# WORK TO COMPLETE:
Copy word for word the part of the article on TB screening for HIV-positive people below, from "The early TB" to "Why Kigali first?".

Health sector stakeholders have called for early Tuberculosis screening for HIV-positive persons to ensure timely response.
The move is being spearheaded by Rwanda Network for People Living with HIV/AIDS (RRP+), in partnership with Rwanda Biomedical Centre (RBC) in the City of Kigali as a pilot phase.
The screening will be conducted in different health centres in city, where the RRP+ peer educators will be facilitating HIV-positive people with access to the service.
The screening is planned for implemention in 18 districts countrywide, targeting six health centres in each of the districts.
Each health center will be having a Peer Educator who will be mobilising HIV-positive people to go for the screening.
Speaking at a workshop in Kigali on Wednesday, Sylvie Muneza, RRP+ president, said most HIV-positive people only go for TB screening after seeing some symptoms.
“But now there is need for all HIV-positive people to go for early TB testing, even when symptoms are yet to appear, for better treatment to avoid the severity of TB-HIV combined attack,” she said.
The early TB screening is starting in Kigali, which covers about one-third (30 per cent) of people infected with TB in the country, according to statistics.
RRP+ has 284 peer educators countrywide, who play the role of reaching communities that have people living with HIV/AIDS and mobilise them to attend different health-related programmes at their nearest health centers.
Dr Patrick Migambi, the division manager of TB and Other Respiratory Communicable Diseases at RBC, said, through mobilisation, RRP+ peer educators’ partnership will help raise the success in fighting TB.
He advised that the screening should target the general public, including inmates, children under 15 and adults over 55 years of age, because their risk of infection is higher.
Why Kigali first?
According to 2015/16 figures from Rwanda Biomedical Centre, Kigali has 1,935 of 5,763 patients infected with TB countrywide.
HIV prevalence in Rwanda is reported to be at 3 per cent, with 6.3 per cent in Kigali.
Dr Betru Woldesemayat, the UNAIDS country director said, “the initiative to focus on Kigali City will contribute to advancing of the Fast Track agenda in the cities where HIV prevalence is much higher.”
Tuberculosis remains among the commonest causes of illness and death among people living with HIV of all ages, causing about one third of AIDS related deaths in 2015, according to UNAIDS.
Dr Woldesemayat said improved contribution of civil society organisations to finding a combined solution to TB and HIV will have positive impact on the population.
Patricie Mukangarambe, the director of public health and environment in the City of Kigali, said the programme will help people get to know their status on TB and adopt preventive measures.
She warned people to avoid spitting wherever they are, especially in public places, because it is one of the ways through which TB is spread.
“Spitting in public places should be avoided not only to prevent people from acquiring the airborne disease but also keep the city clean,” she said.
The City of Kigali requires any service providers or employees in hotels, restaurants among others to present their TB- medical certificates to prove that they are free of TB.

# DATASET:
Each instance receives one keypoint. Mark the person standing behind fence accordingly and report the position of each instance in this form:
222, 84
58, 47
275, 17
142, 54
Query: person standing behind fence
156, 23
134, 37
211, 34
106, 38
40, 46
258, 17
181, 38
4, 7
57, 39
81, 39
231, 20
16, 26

# RESPONSE TO THE TASK:
The early TB screening is starting in Kigali, which covers about one-third (30 per cent) of people infected with TB in the country, according to statistics.
RRP+ has 284 peer educators countrywide, who play the role of reaching communities that have people living with HIV/AIDS and mobilise them to attend different health-related programmes at their nearest health centers.
Dr Patrick Migambi, the division manager of TB and Other Respiratory Communicable Diseases at RBC, said, through mobilisation, RRP+ peer educators’ partnership will help raise the success in fighting TB.
He advised that the screening should target the general public, including inmates, children under 15 and adults over 55 years of age, because their risk of infection is higher.
Why Kigali first?